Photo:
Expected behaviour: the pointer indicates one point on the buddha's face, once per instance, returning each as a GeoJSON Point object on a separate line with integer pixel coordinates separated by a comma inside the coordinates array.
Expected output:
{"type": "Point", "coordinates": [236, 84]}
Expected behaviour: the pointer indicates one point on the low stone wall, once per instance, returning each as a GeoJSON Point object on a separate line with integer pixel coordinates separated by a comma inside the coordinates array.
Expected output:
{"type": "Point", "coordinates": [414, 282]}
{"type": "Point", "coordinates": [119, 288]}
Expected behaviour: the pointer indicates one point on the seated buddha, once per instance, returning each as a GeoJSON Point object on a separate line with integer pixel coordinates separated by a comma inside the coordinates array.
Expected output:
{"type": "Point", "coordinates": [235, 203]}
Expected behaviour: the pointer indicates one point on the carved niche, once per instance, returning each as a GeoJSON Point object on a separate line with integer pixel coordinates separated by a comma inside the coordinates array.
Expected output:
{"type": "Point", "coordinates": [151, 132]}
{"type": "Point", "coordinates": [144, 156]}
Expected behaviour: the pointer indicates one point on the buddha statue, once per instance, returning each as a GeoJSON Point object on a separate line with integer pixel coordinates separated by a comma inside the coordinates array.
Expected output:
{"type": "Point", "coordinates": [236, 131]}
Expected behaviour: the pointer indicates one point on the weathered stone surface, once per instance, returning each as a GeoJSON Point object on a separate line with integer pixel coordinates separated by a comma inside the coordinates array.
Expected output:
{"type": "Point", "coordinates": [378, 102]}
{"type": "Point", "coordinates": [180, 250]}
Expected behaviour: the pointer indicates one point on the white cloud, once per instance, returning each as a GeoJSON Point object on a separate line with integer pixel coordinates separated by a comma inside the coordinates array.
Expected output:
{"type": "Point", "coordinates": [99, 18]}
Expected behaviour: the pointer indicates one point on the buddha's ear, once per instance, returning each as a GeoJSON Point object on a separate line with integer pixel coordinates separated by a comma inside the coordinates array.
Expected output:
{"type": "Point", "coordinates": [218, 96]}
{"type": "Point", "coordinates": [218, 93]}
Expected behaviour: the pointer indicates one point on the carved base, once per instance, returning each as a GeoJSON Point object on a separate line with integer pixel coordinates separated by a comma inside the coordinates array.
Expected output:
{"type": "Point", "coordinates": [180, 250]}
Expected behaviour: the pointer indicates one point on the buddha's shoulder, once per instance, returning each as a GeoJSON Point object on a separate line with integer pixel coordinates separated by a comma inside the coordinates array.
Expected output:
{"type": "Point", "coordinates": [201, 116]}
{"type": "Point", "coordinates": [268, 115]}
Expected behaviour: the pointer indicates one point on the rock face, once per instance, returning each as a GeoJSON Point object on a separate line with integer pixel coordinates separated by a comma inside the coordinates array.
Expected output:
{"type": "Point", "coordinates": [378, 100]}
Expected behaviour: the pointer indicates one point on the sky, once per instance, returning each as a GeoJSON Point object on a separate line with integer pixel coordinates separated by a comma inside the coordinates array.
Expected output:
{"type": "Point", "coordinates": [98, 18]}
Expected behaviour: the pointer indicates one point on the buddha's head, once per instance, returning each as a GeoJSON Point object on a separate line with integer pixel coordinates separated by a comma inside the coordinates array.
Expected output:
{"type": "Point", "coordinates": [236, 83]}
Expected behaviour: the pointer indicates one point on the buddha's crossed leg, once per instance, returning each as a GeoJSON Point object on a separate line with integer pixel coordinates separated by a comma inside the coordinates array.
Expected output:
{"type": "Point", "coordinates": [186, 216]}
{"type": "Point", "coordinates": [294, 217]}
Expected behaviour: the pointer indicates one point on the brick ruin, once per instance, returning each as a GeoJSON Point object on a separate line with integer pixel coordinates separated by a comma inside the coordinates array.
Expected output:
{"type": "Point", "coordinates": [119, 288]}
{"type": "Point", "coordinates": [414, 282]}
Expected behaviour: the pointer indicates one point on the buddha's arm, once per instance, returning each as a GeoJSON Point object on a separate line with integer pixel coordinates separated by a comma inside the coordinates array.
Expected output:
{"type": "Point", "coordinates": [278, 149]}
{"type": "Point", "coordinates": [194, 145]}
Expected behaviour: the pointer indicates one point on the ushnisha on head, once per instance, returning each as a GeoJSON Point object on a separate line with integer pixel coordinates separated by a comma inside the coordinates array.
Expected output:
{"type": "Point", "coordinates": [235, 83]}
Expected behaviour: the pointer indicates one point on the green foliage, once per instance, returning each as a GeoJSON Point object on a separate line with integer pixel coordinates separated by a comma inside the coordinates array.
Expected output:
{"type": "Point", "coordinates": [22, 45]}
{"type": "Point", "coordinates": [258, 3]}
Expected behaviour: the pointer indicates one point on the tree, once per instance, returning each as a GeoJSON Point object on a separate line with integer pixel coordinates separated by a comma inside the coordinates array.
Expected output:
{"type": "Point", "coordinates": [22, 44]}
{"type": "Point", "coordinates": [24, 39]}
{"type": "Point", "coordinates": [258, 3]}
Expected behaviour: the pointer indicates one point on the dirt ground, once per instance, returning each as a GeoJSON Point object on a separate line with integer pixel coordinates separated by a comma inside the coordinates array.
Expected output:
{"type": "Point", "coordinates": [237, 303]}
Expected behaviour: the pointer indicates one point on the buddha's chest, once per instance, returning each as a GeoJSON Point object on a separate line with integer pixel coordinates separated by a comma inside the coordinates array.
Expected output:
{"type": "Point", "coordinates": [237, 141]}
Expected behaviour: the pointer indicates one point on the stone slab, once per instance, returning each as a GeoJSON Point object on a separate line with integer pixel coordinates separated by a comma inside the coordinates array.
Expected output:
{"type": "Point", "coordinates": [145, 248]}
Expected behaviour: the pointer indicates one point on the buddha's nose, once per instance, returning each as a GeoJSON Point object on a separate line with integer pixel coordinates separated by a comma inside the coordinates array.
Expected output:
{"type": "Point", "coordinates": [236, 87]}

________

**REQUIRED WORK:**
Transcribe, exactly and completely, all of the entries.

**WRITTEN SOLUTION:**
Photo:
Expected behaviour: the pointer indicates one point on the buddha's face, once per instance, returning each as a GeoJSON Point object on a separate line with integer pixel coordinates separated by a comma inside the coordinates array.
Expected output:
{"type": "Point", "coordinates": [236, 84]}
Expected behaviour: the pointer indicates one point on the low stone wall, once per instance, returning each as a GeoJSON Point object on a separate line with integer pixel coordinates separated by a comma inside the coordinates array.
Expected output:
{"type": "Point", "coordinates": [414, 282]}
{"type": "Point", "coordinates": [119, 288]}
Expected behaviour: the pointer indicates one point on the seated buddha, once per instance, returning each as a GeoJSON Point object on a separate line with integer pixel coordinates separated by a comma inside the coordinates array.
Expected output:
{"type": "Point", "coordinates": [235, 203]}
Expected behaviour: the pointer indicates one point on the carved niche, once per instance, returning each as a GeoJSON Point object on a separate line with integer pixel coordinates separated by a comma inside the coordinates array.
Expected output:
{"type": "Point", "coordinates": [151, 132]}
{"type": "Point", "coordinates": [144, 156]}
Expected behaviour: the pointer indicates one point on the buddha statue, once per instance, returning each as a GeoJSON Point object on a separate line with integer pixel coordinates separated by a comma inside the coordinates array.
Expected output:
{"type": "Point", "coordinates": [236, 131]}
Expected behaviour: the pointer indicates one point on the weathered stone surface, once per instance, returning each as a GeoJSON Point object on a separate line with integer pixel coordinates separated by a comma inside the coordinates array.
Expected output:
{"type": "Point", "coordinates": [378, 102]}
{"type": "Point", "coordinates": [180, 250]}
Expected behaviour: the pointer indicates one point on the white cloud, once per instance, returning each as a GeoJSON Point object on a separate line with integer pixel coordinates separated by a comma inside the coordinates array.
Expected output:
{"type": "Point", "coordinates": [99, 18]}
Expected behaviour: the pointer indicates one point on the buddha's ear, once per instance, returning each as a GeoJSON Point object on a separate line with integer pixel coordinates separated by a comma inside the coordinates array.
Expected output:
{"type": "Point", "coordinates": [218, 96]}
{"type": "Point", "coordinates": [218, 93]}
Expected behaviour: the pointer indicates one point on the carved base, once per instance, returning each as a GeoJSON Point object on a separate line with integer pixel coordinates separated by a comma inside the coordinates array.
Expected output:
{"type": "Point", "coordinates": [180, 250]}
Expected behaviour: the pointer indicates one point on the buddha's shoulder, once per instance, returning each as a GeoJSON Point object on a separate line with integer pixel coordinates separated by a comma inside the coordinates array.
Expected output:
{"type": "Point", "coordinates": [201, 116]}
{"type": "Point", "coordinates": [268, 115]}
Expected behaviour: the pointer indicates one point on the rock face, once per instance, returning each as a GeoJSON Point object on a separate line with integer pixel coordinates separated by a comma inside the coordinates array.
Expected output:
{"type": "Point", "coordinates": [378, 100]}
Expected behaviour: the pointer indicates one point on the sky, once per instance, returning each as a GeoJSON Point object on a separate line with integer pixel coordinates separated by a comma inside the coordinates array.
Expected output:
{"type": "Point", "coordinates": [98, 18]}
Expected behaviour: the pointer indicates one point on the buddha's head, once per instance, returning each as a GeoJSON Point object on a separate line with integer pixel coordinates separated by a comma inside the coordinates array.
Expected output:
{"type": "Point", "coordinates": [236, 83]}
Expected behaviour: the pointer indicates one point on the buddha's crossed leg, once per instance, returning each as a GeoJSON Point object on a separate line with integer pixel coordinates separated by a comma inside the coordinates array.
Expected output:
{"type": "Point", "coordinates": [186, 216]}
{"type": "Point", "coordinates": [294, 217]}
Expected behaviour: the pointer indicates one point on the brick ruin, once per instance, returning each as a GeoJSON Point object on a separate line with integer pixel coordinates separated by a comma inside the coordinates array.
Expected output:
{"type": "Point", "coordinates": [119, 288]}
{"type": "Point", "coordinates": [414, 282]}
Expected behaviour: the pointer indicates one point on the buddha's arm, once per instance, returning each as a GeoJSON Point object on a separate line with integer pixel coordinates separated by a comma inside the coordinates array.
Expected output:
{"type": "Point", "coordinates": [278, 149]}
{"type": "Point", "coordinates": [194, 145]}
Expected behaviour: the pointer indicates one point on the ushnisha on head, once per instance, returning each as a GeoJSON Point object on a separate line with integer pixel coordinates separated by a comma inside the coordinates array.
Expected output:
{"type": "Point", "coordinates": [235, 83]}
Expected behaviour: the pointer indicates one point on the green foliage, once per instance, returning each as a GeoJSON Point object on a separate line with integer pixel coordinates separated by a comma inside the coordinates array.
Expected output:
{"type": "Point", "coordinates": [22, 45]}
{"type": "Point", "coordinates": [258, 3]}
Expected behaviour: the pointer indicates one point on the tree, once per instance, returning each as a GeoJSON Point object on a separate line with integer pixel coordinates separated by a comma inside the coordinates array.
Expected output:
{"type": "Point", "coordinates": [22, 44]}
{"type": "Point", "coordinates": [24, 39]}
{"type": "Point", "coordinates": [258, 3]}
Expected behaviour: the pointer indicates one point on the dirt ground, once per instance, returning each as a GeoJSON Point object on a separate line with integer pixel coordinates separated by a comma inside the coordinates array.
Expected output:
{"type": "Point", "coordinates": [237, 303]}
Expected behaviour: the pointer indicates one point on the buddha's chest, once per instance, returning each as a GeoJSON Point object on a separate line with integer pixel coordinates separated by a comma inside the coordinates array.
Expected output:
{"type": "Point", "coordinates": [237, 141]}
Expected behaviour: the pointer indicates one point on the stone slab, once per instance, returning each as a GeoJSON Point object on a separate line with integer pixel coordinates separated by a comma inside the coordinates array.
Expected output:
{"type": "Point", "coordinates": [145, 248]}
Expected behaviour: the pointer indicates one point on the buddha's nose, once per instance, returning each as a GeoJSON Point object on a separate line with integer pixel coordinates separated by a comma inside the coordinates array.
Expected output:
{"type": "Point", "coordinates": [236, 87]}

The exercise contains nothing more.